> **WHAT THE TASK ASKS**
Copy every line of the data below word for word, leaving out the pictures.

> **AVAILABLE RECORDS**
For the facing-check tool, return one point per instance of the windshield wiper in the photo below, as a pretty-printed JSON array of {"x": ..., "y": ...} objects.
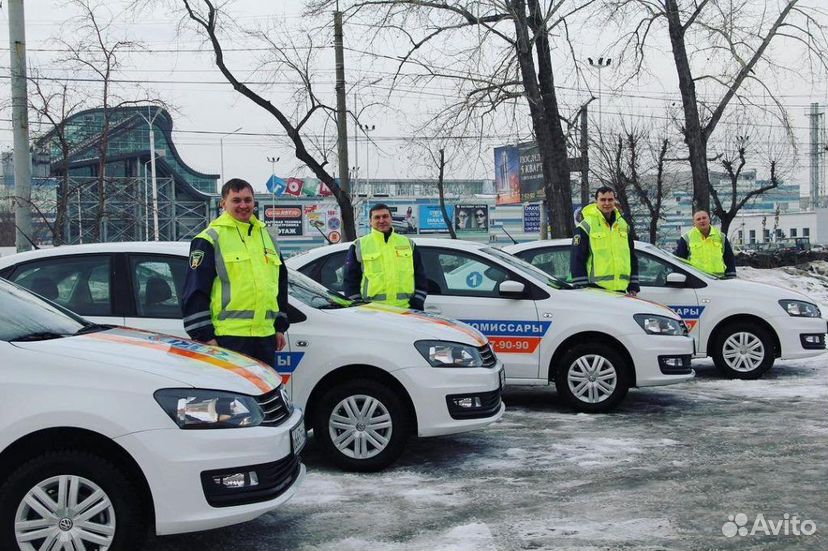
[
  {"x": 92, "y": 328},
  {"x": 37, "y": 336}
]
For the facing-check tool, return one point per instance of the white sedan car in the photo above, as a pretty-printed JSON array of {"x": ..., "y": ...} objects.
[
  {"x": 743, "y": 325},
  {"x": 106, "y": 432},
  {"x": 594, "y": 345},
  {"x": 367, "y": 377}
]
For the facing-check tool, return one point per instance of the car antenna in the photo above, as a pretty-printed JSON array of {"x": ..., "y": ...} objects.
[
  {"x": 32, "y": 243},
  {"x": 509, "y": 235},
  {"x": 319, "y": 229}
]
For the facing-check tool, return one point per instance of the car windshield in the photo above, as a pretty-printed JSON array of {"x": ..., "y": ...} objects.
[
  {"x": 521, "y": 265},
  {"x": 28, "y": 317},
  {"x": 315, "y": 295}
]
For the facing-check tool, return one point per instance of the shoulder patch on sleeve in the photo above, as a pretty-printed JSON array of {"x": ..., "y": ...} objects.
[{"x": 195, "y": 259}]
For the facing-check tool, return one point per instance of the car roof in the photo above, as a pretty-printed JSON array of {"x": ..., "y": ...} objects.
[{"x": 178, "y": 248}]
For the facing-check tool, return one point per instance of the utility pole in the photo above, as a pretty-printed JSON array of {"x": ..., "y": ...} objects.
[
  {"x": 584, "y": 158},
  {"x": 341, "y": 110},
  {"x": 20, "y": 127}
]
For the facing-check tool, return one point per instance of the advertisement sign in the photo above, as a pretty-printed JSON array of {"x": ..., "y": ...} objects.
[
  {"x": 286, "y": 218},
  {"x": 431, "y": 218},
  {"x": 471, "y": 218},
  {"x": 507, "y": 175},
  {"x": 531, "y": 218}
]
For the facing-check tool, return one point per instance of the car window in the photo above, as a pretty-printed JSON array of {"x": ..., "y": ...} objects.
[
  {"x": 157, "y": 282},
  {"x": 462, "y": 274},
  {"x": 554, "y": 262},
  {"x": 653, "y": 271},
  {"x": 26, "y": 316},
  {"x": 81, "y": 284}
]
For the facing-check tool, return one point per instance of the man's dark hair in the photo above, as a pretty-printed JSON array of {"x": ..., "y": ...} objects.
[
  {"x": 235, "y": 184},
  {"x": 604, "y": 189},
  {"x": 379, "y": 206}
]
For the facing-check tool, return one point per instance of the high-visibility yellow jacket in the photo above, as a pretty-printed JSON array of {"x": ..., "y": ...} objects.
[
  {"x": 706, "y": 253},
  {"x": 610, "y": 262},
  {"x": 244, "y": 297},
  {"x": 387, "y": 268}
]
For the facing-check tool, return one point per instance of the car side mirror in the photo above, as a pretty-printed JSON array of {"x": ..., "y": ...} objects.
[{"x": 511, "y": 289}]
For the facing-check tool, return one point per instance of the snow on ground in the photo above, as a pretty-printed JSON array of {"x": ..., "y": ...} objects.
[{"x": 665, "y": 471}]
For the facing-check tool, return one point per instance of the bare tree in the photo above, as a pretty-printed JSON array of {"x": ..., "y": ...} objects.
[
  {"x": 727, "y": 203},
  {"x": 498, "y": 55},
  {"x": 721, "y": 50}
]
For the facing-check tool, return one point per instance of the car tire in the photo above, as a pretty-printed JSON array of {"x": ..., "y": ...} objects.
[
  {"x": 592, "y": 377},
  {"x": 743, "y": 350},
  {"x": 72, "y": 479},
  {"x": 362, "y": 425}
]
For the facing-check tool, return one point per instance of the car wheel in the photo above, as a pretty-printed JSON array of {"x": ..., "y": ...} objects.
[
  {"x": 362, "y": 425},
  {"x": 744, "y": 350},
  {"x": 592, "y": 377},
  {"x": 70, "y": 500}
]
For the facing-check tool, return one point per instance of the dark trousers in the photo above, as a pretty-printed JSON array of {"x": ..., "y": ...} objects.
[{"x": 261, "y": 348}]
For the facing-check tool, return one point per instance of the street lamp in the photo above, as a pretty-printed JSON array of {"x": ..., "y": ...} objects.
[
  {"x": 600, "y": 63},
  {"x": 221, "y": 148},
  {"x": 366, "y": 128}
]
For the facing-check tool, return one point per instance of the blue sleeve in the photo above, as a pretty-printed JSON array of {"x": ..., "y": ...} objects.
[
  {"x": 730, "y": 260},
  {"x": 682, "y": 251},
  {"x": 417, "y": 302},
  {"x": 198, "y": 285},
  {"x": 352, "y": 275},
  {"x": 578, "y": 256}
]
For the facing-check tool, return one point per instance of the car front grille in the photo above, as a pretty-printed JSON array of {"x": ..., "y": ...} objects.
[
  {"x": 486, "y": 352},
  {"x": 275, "y": 409}
]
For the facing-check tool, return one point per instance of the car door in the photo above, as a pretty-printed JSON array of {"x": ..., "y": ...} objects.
[
  {"x": 464, "y": 286},
  {"x": 82, "y": 284},
  {"x": 652, "y": 276},
  {"x": 155, "y": 285}
]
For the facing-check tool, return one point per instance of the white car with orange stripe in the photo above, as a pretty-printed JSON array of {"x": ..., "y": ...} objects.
[
  {"x": 368, "y": 377},
  {"x": 593, "y": 345},
  {"x": 743, "y": 325},
  {"x": 106, "y": 432}
]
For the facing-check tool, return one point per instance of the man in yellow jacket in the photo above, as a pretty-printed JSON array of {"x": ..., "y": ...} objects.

> **RESULT**
For the facing-check tool, return one point per instance of the windshield wiper in the photo below, as a pretty-printed JSON array of {"x": ..., "y": ...} objects.
[
  {"x": 92, "y": 328},
  {"x": 37, "y": 336}
]
For the facing-check tool, return one point per instance of the white sedan car in the photo above, as a pretty-printed JSON array of {"x": ..., "y": ...} objects.
[
  {"x": 743, "y": 325},
  {"x": 106, "y": 432},
  {"x": 594, "y": 345},
  {"x": 367, "y": 377}
]
For the facing-check tool, return one point per instance of the car antenna in the photo above, as a pretty-printed JSON array of {"x": ..., "y": ...} objects.
[
  {"x": 32, "y": 243},
  {"x": 509, "y": 235},
  {"x": 319, "y": 229}
]
For the facing-check tool, return one point per instance of the car windshield in the photo above, as a pretty-printed JSON array of {"x": ..., "y": ...} objects.
[
  {"x": 521, "y": 265},
  {"x": 28, "y": 317},
  {"x": 315, "y": 295}
]
For the facing-check tool, return one point per instance of the shoulder patch on sleeve in the photo above, as a pretty-printed JSON array of {"x": ..., "y": ...} objects.
[{"x": 195, "y": 259}]
For the facing-check tool, return one point per instance of the car roof in the photo above, as a pretty-printed JSON array of {"x": ..., "y": ...} objects.
[{"x": 178, "y": 248}]
For the facing-check tool, return one point per instance of the utility pole in the photo above, as a pretty-printed JSON array of {"x": ..., "y": ...} objects.
[
  {"x": 584, "y": 158},
  {"x": 341, "y": 110},
  {"x": 20, "y": 127}
]
For the facing-check tool, return one point per instance of the advertisement sign in the photo above, as a pretty-printed JSON array of {"x": ..., "y": ...} objects.
[
  {"x": 286, "y": 218},
  {"x": 431, "y": 218},
  {"x": 471, "y": 218},
  {"x": 507, "y": 175},
  {"x": 531, "y": 218}
]
For the facing-check tool, return one point per instance of the car window in the photo above, as a pretty-printed JSON array of {"x": ..., "y": ...} objects.
[
  {"x": 157, "y": 282},
  {"x": 462, "y": 274},
  {"x": 554, "y": 262},
  {"x": 653, "y": 271},
  {"x": 26, "y": 316},
  {"x": 81, "y": 284}
]
For the facing-check tool, return one point per instance of the man's dark hair in the photo above, as a pretty-printed JSON array of {"x": ..., "y": ...} objects.
[
  {"x": 235, "y": 184},
  {"x": 604, "y": 189},
  {"x": 379, "y": 206}
]
For the facing-check tool, return one point per instance of the high-visibility yellow jacket in the photo above, as a pretty-printed JSON array of {"x": ..., "y": ...} objects.
[
  {"x": 706, "y": 253},
  {"x": 610, "y": 262},
  {"x": 244, "y": 297},
  {"x": 387, "y": 268}
]
For the facing-check tool, return one point per instance of the car side mirror in the photo above, as a pretty-printed JSON array of {"x": ..., "y": ...} objects.
[{"x": 511, "y": 289}]
For the facing-check tool, return one point per instance of the snow on ground in the photo above, as a pretty-printed JSON array of {"x": ..., "y": ...} objects.
[{"x": 665, "y": 471}]
For the facing-check tool, return one point per instance of the bare tree in the photo above, as a pretty-printed JSON array of {"x": ..., "y": ...} objects.
[
  {"x": 727, "y": 203},
  {"x": 498, "y": 55},
  {"x": 721, "y": 50}
]
For the facing-check tool, return one point per instance of the car tire in the photo above, as a pretty-printed JSON array of {"x": ..., "y": ...} objects.
[
  {"x": 592, "y": 377},
  {"x": 743, "y": 350},
  {"x": 72, "y": 479},
  {"x": 362, "y": 425}
]
For the facing-check tool, return one point per instance of the car wheel in the photo above, as a pretty-printed JSON array of {"x": ..., "y": ...} objects.
[
  {"x": 362, "y": 425},
  {"x": 744, "y": 350},
  {"x": 592, "y": 377},
  {"x": 70, "y": 500}
]
For the facing-check tool, return one point per instance of the dark trousers in the photo above, as a pretty-printed JSON array of {"x": ..., "y": ...} objects.
[{"x": 261, "y": 348}]
For the facing-check tool, return one point per instance of the street lamp in the photo above, as a pretty-printed JSON array of {"x": ..., "y": ...} objects.
[
  {"x": 600, "y": 63},
  {"x": 221, "y": 148},
  {"x": 366, "y": 128}
]
For the facing-check tool, return one point per instance of the blue sleeve in the photo above, as a pretty-printed JSON array of {"x": ..., "y": ...} objects.
[
  {"x": 730, "y": 260},
  {"x": 682, "y": 251},
  {"x": 417, "y": 302},
  {"x": 198, "y": 285},
  {"x": 352, "y": 275},
  {"x": 578, "y": 256}
]
For the facing-check tool, return one point per instance of the car front grille in the photo above, as a pretty-printed JSON array of {"x": ..., "y": ...} objects.
[
  {"x": 486, "y": 352},
  {"x": 275, "y": 409}
]
For the facing-check tool, return one point per instance of the car door in the photo above, as a pretty-printed JSON array of {"x": ..., "y": ...} objects.
[
  {"x": 464, "y": 286},
  {"x": 82, "y": 284},
  {"x": 652, "y": 276},
  {"x": 155, "y": 285}
]
For the facing-check tool, return one point per instance of the white car with orange stripe in the photo above, as a pretty-printed JSON array of {"x": ..., "y": ...} objects.
[
  {"x": 368, "y": 377},
  {"x": 593, "y": 345},
  {"x": 743, "y": 325},
  {"x": 106, "y": 432}
]
For the facing-check tool, return one point per instance of the man in yellow jacket in the photo above, as a pretty-printed JSON array of {"x": ..., "y": ...} objects.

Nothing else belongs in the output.